[Position annotation records]
'''

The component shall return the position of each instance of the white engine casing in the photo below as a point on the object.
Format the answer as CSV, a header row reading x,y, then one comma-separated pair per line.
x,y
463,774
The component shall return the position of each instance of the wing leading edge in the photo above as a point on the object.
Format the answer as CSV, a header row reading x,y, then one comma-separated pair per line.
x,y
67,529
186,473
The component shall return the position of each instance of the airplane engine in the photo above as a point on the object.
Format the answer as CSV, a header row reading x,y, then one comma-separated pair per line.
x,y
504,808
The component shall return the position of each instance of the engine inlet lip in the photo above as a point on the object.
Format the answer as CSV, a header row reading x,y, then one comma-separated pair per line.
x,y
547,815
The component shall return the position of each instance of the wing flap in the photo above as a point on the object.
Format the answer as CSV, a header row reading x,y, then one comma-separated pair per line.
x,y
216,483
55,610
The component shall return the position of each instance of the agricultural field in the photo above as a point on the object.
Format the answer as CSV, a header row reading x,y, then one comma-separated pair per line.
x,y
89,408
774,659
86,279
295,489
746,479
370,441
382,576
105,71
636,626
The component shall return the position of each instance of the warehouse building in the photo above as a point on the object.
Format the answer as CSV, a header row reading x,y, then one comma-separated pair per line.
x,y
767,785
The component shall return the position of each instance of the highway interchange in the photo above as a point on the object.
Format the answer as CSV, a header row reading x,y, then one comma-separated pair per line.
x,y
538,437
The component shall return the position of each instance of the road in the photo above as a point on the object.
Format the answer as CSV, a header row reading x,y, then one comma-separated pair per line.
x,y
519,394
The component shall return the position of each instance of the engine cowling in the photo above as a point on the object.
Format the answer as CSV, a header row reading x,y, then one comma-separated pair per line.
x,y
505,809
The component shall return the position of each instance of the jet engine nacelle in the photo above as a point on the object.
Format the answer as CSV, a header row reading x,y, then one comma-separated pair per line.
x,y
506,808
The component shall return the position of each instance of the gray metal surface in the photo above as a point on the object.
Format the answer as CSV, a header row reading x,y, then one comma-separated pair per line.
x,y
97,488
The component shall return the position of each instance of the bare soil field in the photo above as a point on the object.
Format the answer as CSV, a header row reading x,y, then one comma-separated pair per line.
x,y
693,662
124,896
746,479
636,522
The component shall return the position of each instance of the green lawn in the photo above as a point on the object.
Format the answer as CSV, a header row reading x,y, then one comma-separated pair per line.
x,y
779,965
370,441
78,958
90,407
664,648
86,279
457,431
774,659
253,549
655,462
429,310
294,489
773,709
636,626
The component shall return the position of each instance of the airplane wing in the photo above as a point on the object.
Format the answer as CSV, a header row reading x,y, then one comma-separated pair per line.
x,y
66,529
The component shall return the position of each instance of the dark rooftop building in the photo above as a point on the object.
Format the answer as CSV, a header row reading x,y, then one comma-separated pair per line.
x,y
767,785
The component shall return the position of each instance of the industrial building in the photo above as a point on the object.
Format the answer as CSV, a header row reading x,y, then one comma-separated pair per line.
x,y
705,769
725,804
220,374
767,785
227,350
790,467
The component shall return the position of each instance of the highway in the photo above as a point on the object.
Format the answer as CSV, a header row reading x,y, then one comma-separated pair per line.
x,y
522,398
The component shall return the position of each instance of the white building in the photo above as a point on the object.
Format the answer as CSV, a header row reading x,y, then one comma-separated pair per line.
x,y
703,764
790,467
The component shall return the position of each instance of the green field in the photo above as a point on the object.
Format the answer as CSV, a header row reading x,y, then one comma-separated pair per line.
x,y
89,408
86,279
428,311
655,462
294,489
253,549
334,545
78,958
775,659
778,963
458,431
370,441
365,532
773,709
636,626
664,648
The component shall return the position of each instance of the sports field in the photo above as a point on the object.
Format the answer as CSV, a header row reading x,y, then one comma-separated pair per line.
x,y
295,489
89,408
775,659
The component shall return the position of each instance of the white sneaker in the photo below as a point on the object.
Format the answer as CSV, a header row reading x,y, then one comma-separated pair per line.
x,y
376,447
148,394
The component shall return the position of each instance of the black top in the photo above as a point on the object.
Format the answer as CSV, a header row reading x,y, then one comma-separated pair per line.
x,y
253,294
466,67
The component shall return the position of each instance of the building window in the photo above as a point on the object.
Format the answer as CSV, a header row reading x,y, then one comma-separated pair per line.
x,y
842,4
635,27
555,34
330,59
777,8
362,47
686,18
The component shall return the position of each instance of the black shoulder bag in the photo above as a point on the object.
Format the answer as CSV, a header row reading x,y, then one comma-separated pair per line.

'''

WHAT TO DO:
Print again the material above, limited to the lines from the one holding "the green field" through the last, inclusive.

FINISHED ANSWER:
The component shall return the position of each instance of the green field in the photo above as a point on the object.
Format the answer as CSV, a header row reading x,y, then one comma-separated pair per line.
x,y
89,408
86,279
428,311
655,462
294,489
253,549
334,545
78,958
775,659
778,963
458,431
370,441
365,532
773,709
636,626
664,648
The component shall return the position of each instance of the sports field in the photo above as a point on the object.
Format the answer as CSV, a header row reading x,y, then one comma-separated pair per line.
x,y
295,489
89,408
775,659
The component shall return the position of each instance of the white sneaker in the photo below as a point on the object.
Format the answer as CSV, a header row reading x,y, then one comma-separated pair per line.
x,y
376,447
148,394
The component shall return the position of each instance of the black top in the photo above as a point on the object.
Format the answer as CSV, a header row reading x,y, then one comma-separated pair per line.
x,y
253,294
466,67
The component shall return the position of each instance of the building window in the photo above as a point on the object.
Format the answer as CSV, a header row reading x,y, then one comma-separated pair per line.
x,y
842,4
635,27
555,34
330,59
777,8
362,47
686,18
The component shall return the position of each instance of the black shoulder bag in the photo above as a point on the object.
Format the answer as CSV, a header row reading x,y, then one comma-separated pair per line.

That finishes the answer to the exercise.